Document section
-.-.-

As a result, the project ‘The Human Memorial’ is part performance, part public engagement, part protest, prompted by the proposition of a mobile plinth and when, where it goes, and who it encounters. The film ‘The Empty Plinth‘ follows this process with a group of performers who respond through re-enactment, recreation, and play, and create alternative propositions for monuments and memorials, in sites linked to colonial street naming, across Sheffield. The 20/20 Project Artist Commission continues this work in the permanent collections at Sheffield Museums Trusts, pairing selected objects with performers, and sites, considering the scale and proximity of bodies of colour, in the public and private spaces of the city’s cultural heritage institutions.

Partner Reflection
Sheffield Museums
Sian Brown, Head of Collections
2024
The 20/20 project was timely, relevant and helpful to Sheffield Museums. It enabled us to have forward-thinking conversations across the team and to engage in a meaningful way with the artist Yuen Fong Ling. Yuen’s talent, commitment and generosity have had a profound influence on the success of the project and will have a much longer-term impact on both the collection and our organisational thinking and culture.
The 20/20 project offered a unique opportunity for us to work closely with an artist to explore Sheffield’s collections in a new way, to challenge preconceptions and make changes to our working practices. Yuen made a compelling case for wanting to engage with the city’s collections, and his passion and insight made him the perfect choice. Armed with knowledge of the city and desire to explore the collections in depth, we were keen to facilitate this process with Yuen, being led by his interests and helping us to look afresh.
Yuen started with a series of conversations with each of the collections curators, encompassing Archaeology, Natural Science, Industry & Metalwork, Social History, Visual Art and the Ruskin Collection. Through this organic process, he and the team explored the history of individual objects interrogating their ‘complicated inheritance’ and asking questions about their journey and the roles associated: maker, user, owner, collector, looter, donor. Uncomfortable histories were revealed during these dialogues, exposing the unequal power dynamics which underpinned the formation of both Sheffield collections and the city’s museums. Yuen encouraged us to explore the complexities of caring for a collection with origins that are contentious at best and, in some cases, imbued with the legacy of colonial violence.

-.-.-

Data supplied
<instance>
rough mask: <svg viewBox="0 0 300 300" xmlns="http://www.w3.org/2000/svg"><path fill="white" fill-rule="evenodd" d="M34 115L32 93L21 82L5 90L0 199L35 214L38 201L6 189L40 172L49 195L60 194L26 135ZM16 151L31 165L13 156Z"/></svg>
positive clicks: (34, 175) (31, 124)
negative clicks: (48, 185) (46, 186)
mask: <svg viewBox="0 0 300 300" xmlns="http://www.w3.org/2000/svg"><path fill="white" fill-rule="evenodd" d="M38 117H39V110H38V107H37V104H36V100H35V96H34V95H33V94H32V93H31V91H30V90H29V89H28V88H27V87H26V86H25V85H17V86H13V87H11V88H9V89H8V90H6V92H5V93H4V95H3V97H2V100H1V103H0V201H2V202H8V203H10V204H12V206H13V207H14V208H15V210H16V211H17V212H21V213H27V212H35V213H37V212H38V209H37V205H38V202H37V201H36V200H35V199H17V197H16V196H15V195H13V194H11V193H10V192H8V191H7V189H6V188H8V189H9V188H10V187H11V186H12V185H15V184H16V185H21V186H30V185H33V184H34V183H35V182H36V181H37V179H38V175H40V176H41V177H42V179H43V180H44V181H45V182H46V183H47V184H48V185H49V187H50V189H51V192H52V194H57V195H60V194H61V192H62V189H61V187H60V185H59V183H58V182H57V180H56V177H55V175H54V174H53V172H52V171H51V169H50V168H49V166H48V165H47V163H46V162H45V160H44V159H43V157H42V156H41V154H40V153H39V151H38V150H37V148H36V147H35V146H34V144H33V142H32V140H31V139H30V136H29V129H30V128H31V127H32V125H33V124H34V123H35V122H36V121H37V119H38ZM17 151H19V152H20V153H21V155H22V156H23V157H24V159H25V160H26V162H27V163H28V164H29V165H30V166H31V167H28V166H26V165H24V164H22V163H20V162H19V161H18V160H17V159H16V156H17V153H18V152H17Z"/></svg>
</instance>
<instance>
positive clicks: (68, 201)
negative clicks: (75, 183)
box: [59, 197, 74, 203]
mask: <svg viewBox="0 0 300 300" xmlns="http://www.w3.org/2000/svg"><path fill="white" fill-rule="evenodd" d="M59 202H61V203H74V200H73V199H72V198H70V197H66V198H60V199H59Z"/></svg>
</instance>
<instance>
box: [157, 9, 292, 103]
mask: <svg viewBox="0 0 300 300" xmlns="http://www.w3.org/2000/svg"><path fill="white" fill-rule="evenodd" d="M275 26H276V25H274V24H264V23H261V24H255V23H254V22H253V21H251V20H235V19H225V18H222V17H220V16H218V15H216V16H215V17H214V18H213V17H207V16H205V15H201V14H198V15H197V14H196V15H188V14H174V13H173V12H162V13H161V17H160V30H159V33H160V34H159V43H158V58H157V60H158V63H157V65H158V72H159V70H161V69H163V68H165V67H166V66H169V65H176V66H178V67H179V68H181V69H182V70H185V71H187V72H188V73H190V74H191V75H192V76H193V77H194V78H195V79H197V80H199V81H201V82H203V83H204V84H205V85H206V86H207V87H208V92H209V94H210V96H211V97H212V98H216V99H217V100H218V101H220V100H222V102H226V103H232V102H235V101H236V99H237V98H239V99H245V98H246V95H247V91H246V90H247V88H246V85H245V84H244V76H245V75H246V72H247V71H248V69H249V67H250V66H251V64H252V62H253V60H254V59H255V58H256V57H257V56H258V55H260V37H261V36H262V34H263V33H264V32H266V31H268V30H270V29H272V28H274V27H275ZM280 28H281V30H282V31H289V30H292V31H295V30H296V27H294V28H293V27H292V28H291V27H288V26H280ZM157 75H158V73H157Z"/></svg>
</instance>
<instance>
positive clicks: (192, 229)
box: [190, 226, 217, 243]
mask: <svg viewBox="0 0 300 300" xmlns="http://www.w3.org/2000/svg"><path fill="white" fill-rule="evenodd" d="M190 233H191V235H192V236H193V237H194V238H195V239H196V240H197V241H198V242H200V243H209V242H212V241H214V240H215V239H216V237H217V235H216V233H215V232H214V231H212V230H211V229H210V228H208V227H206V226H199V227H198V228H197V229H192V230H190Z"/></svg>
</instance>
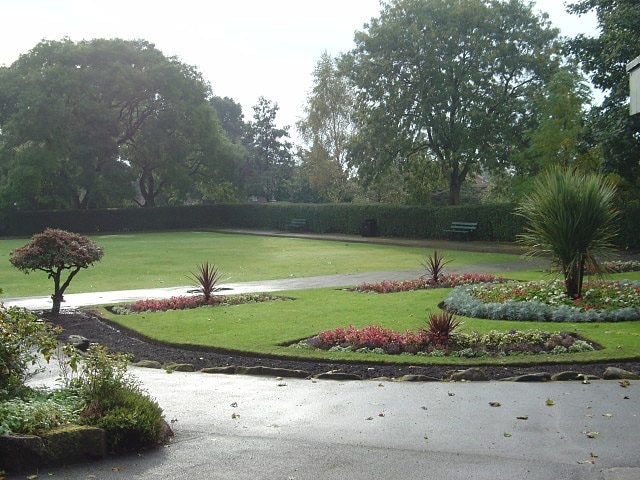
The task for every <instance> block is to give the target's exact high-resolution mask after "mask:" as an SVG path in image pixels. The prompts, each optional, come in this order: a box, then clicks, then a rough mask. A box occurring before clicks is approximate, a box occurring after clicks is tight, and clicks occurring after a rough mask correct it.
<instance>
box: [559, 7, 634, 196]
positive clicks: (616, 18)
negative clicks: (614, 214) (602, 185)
mask: <svg viewBox="0 0 640 480" xmlns="http://www.w3.org/2000/svg"><path fill="white" fill-rule="evenodd" d="M568 10H569V12H571V13H574V14H577V15H582V14H585V13H587V12H595V13H596V15H597V18H598V31H599V35H598V36H597V37H592V36H588V35H578V36H577V37H575V38H573V39H571V40H569V41H568V44H567V47H568V50H569V52H571V53H573V54H574V55H575V56H576V57H577V59H578V60H579V61H580V63H581V66H582V68H583V70H584V71H585V72H586V73H587V74H588V75H589V76H590V78H591V81H592V82H593V84H594V85H595V86H596V87H597V88H599V89H600V90H602V92H603V93H604V101H603V102H602V104H601V105H599V106H596V107H595V108H594V109H593V110H592V112H591V116H590V121H589V127H590V131H591V134H592V137H593V141H594V142H596V143H598V144H599V145H600V146H601V148H602V155H603V161H604V170H605V172H607V173H614V174H617V176H618V177H619V178H620V180H621V182H620V187H621V188H622V189H623V190H626V191H627V192H629V193H630V194H631V195H630V196H629V198H634V199H637V198H638V192H639V191H640V115H635V116H633V117H631V116H629V80H628V75H627V72H626V66H627V64H628V63H629V62H631V61H632V60H633V59H634V58H635V57H637V56H638V55H640V2H638V1H637V0H580V1H577V2H573V3H571V4H569V6H568Z"/></svg>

-.-.-

Explore the material
• a. How many lines of the entries contain the string "rough"? Give only the number.
• b. Carry on the reflection on the 20/20 project at Sheffield Museums, picking up after its last sentence.

Response list
• a. 2

• b.
The 20/20 project gave the Sheffield Museums team time and space to consider the objects we care for in different ways, challenging the traditional notion of the curator as keeper of a collection. Yuen brought new ideas and a fresh lens through which to explore these artefacts, inviting performers (including an aerial performer, actor, somatic movement performer, hip hop dancer and fire performer) to respond and interact with the objects physically, intellectually and emotionally. The resulting series of films, Monumentalise (2023), captured these multi-faceted exchanges, reflecting both the joy and the tension of these moments.
The project has supported and helped to develop Sheffield Museums’ work around decolonisation, challenging us to ask difficult questions and encouraging us to see and use the collections in different ways. Our perspectives shifted as the project developed and we considered how our roles could simultaneously care for the collections while acknowledging the unbalanced power dynamic and the need to rebalance this through relinquishing curatorial control so new lives for the objects could flourish. The project underlined the imperative of placing collaboration at the heart of our practice, with the Doing the Work sessions providing a springboard for thinking and discussion around collections development which will impact a review of Sheffield’s Collections Development Policy.
Throughout his residency at Sheffield Museums, Yuen engaged with staff from across the organisation, including the Learning, Collections, Exhibitions and Visitor Experience teams. His thoughtful questions, commentary and artwork have provided a generous and supportive framework to consider the role of the collections – past, present and future – but we know that there is much more work to do. We are in the early stages of this journey and are looking forward to continuing to work with artists as part of how we can interrogate the collections and the associated histories and stories further, finding ways to bring more people into the conversation.